▸ **Text block**

We happily live in the Earth’s gaseous lower atmosphere composed of a mixture of gases – primarily nitrogen and oxygen. However, if we move upwards from the Earth’s surface, the environment changes and no longer fits this description. At about 80 km above the Earth’s surface, the atmosphere is no longer made up of gas. Instead, it is made up of ionised gas, which consists of a balanced mix of electrons, positive ions and neutral particles. This state is called plasma. Commonly known as the ‘fourth state of matter’, in the opinion of many astrophysicists, it is the very ‘first’ state since it was the first to form immediately after the Big Bang

To make plasma, energy is needed to strip electrons from atoms. The energy can be of various forms – heat, electrical or light (ultraviolet light or intense visible light from a laser). With insufficient sustaining power, plasmas recombine into neutral gas.

Further out into space, all gas is ionised, and it is the highly energetic electromagnetic radiation from the Sun, itself made of plasma, that is responsible for this ionising process. Space is therefore dominated by plasma. In fact, 99% of matter in the known universe is plasma.

Plasma forms

Plasmas occur naturally but can also be artificially made. Naturally occurring plasmas can be Earth-based (terrestrial) or space-based (astrophysical). Artificial plasmas have been developed to service the needs of a wide range of fabricating, manufacturing and specialised coatings industries.

Examples of three forms of plasma

Astrophysical plasma

Terrestrial plasma

Artificially produced

All stars

Solar wind

Interstellar nebulae

Space between planets, star systems and galaxies




Extremely hot flames

Plasma TVs

Fluorescent lighting

Plasma torch for cutting and welding

Plasma-assisted coatings

Plasma properties

Plasma is the highest energy state of matter. It consists of a collection of free-moving electrons, positive ions and neutral particles. Although it is closely related to the gas phase in that it has no definite shape or volume, it does differ in a number of ways:

  • Plasma has a very high electrical conductivity.
  • Plasma is more readily influenced by electric and magnetic fields than by gravity
  • The motion of electrons and ions in plasma produces its own electric and magnetic fields.
  • Because of the totally chaotic and highly energetic state of the constituent particles of plasma, it produces its own electromagnetic radiation.

To produce and maintain the highly energetic state that exists within plasma, there must be a continual supply of energy.

Artificial plasma – hot and cold

Hot or thermal plasma is produced in atmospheric arcs, sparks and flames. The highly ionised plasma consists of large numbers of electrons and positive ions, with the temperature of both being extremely high. Depending on their power, plasma-cutting torches operate at very high temperatures between 5000 and 10 000°C.

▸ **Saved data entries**
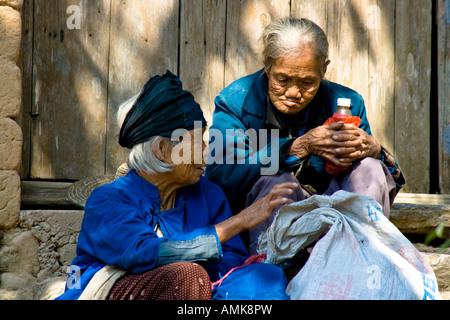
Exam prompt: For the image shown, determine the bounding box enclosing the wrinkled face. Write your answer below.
[165,128,206,186]
[267,50,329,114]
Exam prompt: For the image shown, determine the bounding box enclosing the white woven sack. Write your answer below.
[258,191,441,300]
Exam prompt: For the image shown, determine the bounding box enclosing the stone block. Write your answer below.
[0,118,23,172]
[0,61,22,118]
[0,230,39,276]
[0,5,22,62]
[0,171,20,229]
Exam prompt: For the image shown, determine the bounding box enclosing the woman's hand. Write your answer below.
[216,182,299,244]
[289,122,381,167]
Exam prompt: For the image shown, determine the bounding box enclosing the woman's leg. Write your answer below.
[107,262,211,300]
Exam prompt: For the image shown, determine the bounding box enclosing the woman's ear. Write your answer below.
[153,139,171,163]
[323,60,331,77]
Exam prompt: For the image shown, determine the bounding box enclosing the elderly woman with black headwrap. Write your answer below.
[59,71,296,300]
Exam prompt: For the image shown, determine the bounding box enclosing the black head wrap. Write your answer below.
[119,71,206,149]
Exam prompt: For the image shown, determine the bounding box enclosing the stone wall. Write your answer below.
[0,210,83,300]
[0,0,25,298]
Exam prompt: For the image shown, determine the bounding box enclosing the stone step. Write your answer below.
[389,193,450,237]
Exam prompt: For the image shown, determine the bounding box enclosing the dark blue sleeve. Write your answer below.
[195,179,249,281]
[206,95,289,206]
[78,191,221,273]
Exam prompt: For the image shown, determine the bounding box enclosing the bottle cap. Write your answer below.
[338,98,352,107]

▸ **Activity**
Reproduce the passage of the plasma text from "Plasma forms" to "specialised coatings industries.".

▸ **Written answer**
Plasma forms

Plasmas occur naturally but can also be artificially made. Naturally occurring plasmas can be Earth-based (terrestrial) or space-based (astrophysical). Artificial plasmas have been developed to service the needs of a wide range of fabricating, manufacturing and specialised coatings industries.